■ **What is being asked**:
Only the pictures are to be left out, and the rest of the entries should be reproduced exactly.

Dataset entries
****************
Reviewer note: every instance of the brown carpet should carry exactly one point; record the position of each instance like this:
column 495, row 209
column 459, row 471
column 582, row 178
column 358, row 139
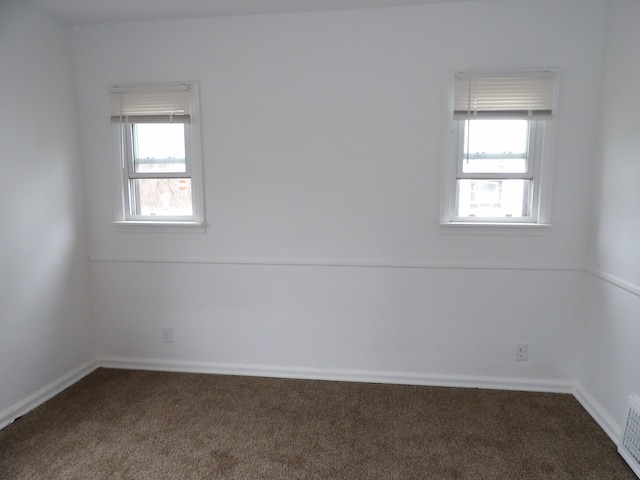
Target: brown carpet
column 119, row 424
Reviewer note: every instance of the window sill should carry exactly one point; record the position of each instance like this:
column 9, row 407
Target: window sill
****************
■ **Task result**:
Reviewer note: every instance of the brown carpet should carry exactly one point; record the position of each instance like this:
column 495, row 209
column 459, row 471
column 582, row 178
column 358, row 139
Target: brown carpet
column 119, row 424
Reviewer note: every instance of the window sill should carry exactly one point; record the position of each instance like this:
column 9, row 407
Target: window sill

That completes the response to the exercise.